• Por hacer:
(a) Según el texto sobre el frío en Denver, ¿qué le dejó Frida al irse?
(b) Por favor, reanuda el texto sobre el frío en Denver justo a partir de su última oración.

• Extracto de origen:
——

Afuera trece grados Fahrenheit. Recuerdo veinte años atrás, un lugar similar,
con decenas de trabajadores mexicanos, rusos, kazajos, codeándose para hacerse
espacio. Otra época, era de dinosaurios. De eso queda la triste enana que vaga
entre los carros de aluminio y espera morir aquí, donde al menos hay dos
personas, y no en casa donde no queda ninguna.
Dice la
nota: Arrecia el frío. Llegará el día en que despierte solo para tomar mi
lección de ruso. El tiempo del trabajo animal ha terminado. Tarde, pero me
emancipé. Son las once post meridianas. Mensaje de la Dama Búho. Le comenté lo
bien que se siente apalear a los cabrones. Qué otra mejilla. Directo al rostro,
corto al hígado, un poco de swing para recordar al gran Alí, y toma, izquierda
derecha, cabezazo, rodilla, penal pateado con cabeza de pelota. Si aprenden,
quién sabe; si mueren, mejor. A raíz de un texto suyo en que destroza a una
vendedora de zanahorias que la ha atacado. Não tem sangue de barata, me gritaba la esposa mientras me
sacaba los ojos. Desde entonces vivo en la esquina, con gafas negras, rogando
misericordias. Ella tenía razón. No hay lugar para sangre de barata.
Iba a
seguir pero chirriaron los frenos del camión, se abrió la puerta metálica,
entró frío casi igual a humo y ya solo querer terminar rápido, llegar a casa,
desnudar las piernas, hervir un limón, algo de noticias (hasta ahora no mueren
Trump ni Castillo), una pizca de cine, ojos cerrados hacia la orina matinal y
revisar el correo y qué depara el hoy en este país de jorobados enanos, cagados,
ancianos y solitarios.
Minuto tras
otro, acumulados. Todavía me falta una carta, no de amor (pensando en Shklovski).
¿Qué contaré en ella? Que corrí hasta exactamente las cinco menos diez de la
mañana, herví un limón, comí una galleta, vi cine, dormí y desperté. Frida se
había ido ayer. Me dejó las muletas. Somos ambos alumnos del parvulario de la
desdicha.
Tres cincuenta
y nueve, comienza a oscurecer. La casa de 1900 silenciosa, parece que nadie
hay, que hasta ratones y fantasmas la dejaron para mí. Cuando salgo y cuando
llego cruzo por las sombrías escaleras que llevan a pisos dos y tres. Alguna
vez bajarían enjoyadas damas a sonreír palpando secos cueros cabelludos
arrebatados a indios desnudos y feroces, una cosa antes que la otra. Denver era
la urbe de la conquista entonces. El rubio asesino Custer paseaba por sus
salones, lo mismo Buffalo Bill, y Chivington matador de mujeres en el arroyo de
arena, Sand Creek, no tan lejos de aquí. Mujeres cheyennes y arapahos. Niños
cheyennes y arapahos. Mucha sangre. Chorrea por las gradas, por la alfombra
carmesí, la escucho gotear creyéndola lluvia pero no. Demasiado líquido espeso
que se coagula. Parece api enfriado, de maíz morado sin mezcla. Me cruzo con
estos espectros, los siento devorando migas de pan oscuro de los Alpes,
bebiendo de la pila que se deja gotear para que no se congelen las cañerías. El
músico brasilero Raul Seixas canta As
Profecias, Judas y Mata Virgem.

——

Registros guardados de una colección
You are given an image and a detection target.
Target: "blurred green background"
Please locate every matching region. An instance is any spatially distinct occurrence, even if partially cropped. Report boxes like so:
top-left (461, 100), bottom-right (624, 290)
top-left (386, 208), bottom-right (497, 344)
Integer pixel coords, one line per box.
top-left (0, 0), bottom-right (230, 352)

——

• Respuestas:
(a) Las muletas.

(b)
Hablando de
ellas, escribiré a Irina sobre su rostro de virgen de Filippo Lippi en cabello
oscuro. Le diré que viene del Quattrocento, que la retrató el carmelita y
quedaré bien. No sé si ella irá a la enciclopedia para saber de qué hablo o se
quedará contenta con la mentira. La información es un arma que sirve hasta para
el amor.
De música
diré que Wagner sigue sin encandilarme, que algo suyo me intriga y gusta pero
que en general no va con mi carácter. Dos amaneceres que paso con él en el auto,
cuando no hay distracción. Y nada. Seguiré con Rachmaninoff. Su estatua de pie
en Novgorod la Grande. Invierno y en su sombrero se acumula hielo, sólido
algodón entre báltico, escandinavo y ruso como es todo aquello por allí. Vuelvo
siempre a lo popular, el origen de todo, en Bach y en Bartók.
Mixturada
tarde que semeja carnaval nórdico. Vendrá el sonriente San Nicolás o el maligno
Santa Claus de los fineses, el que gordo queda de tanto devorar niños y se
mimetiza como una montaña hasta el momento de la natividad. Lo digo por haber
visto demasiado cine y aprendido poco y recordado mucho. Memorioso el hombre, y
poco analítico. La emoción penetra por debajo del portón de entrada y llega a
los pies. Tiempo de subirme a la silla y de colgarme del cable eléctrico. Como
Tarzán, no convicto ejecutado. Para saltar a la terraza y luego al mar, al bote
de remo rápido que vuela hacia Samoa, hasta Stevenson y Schwob.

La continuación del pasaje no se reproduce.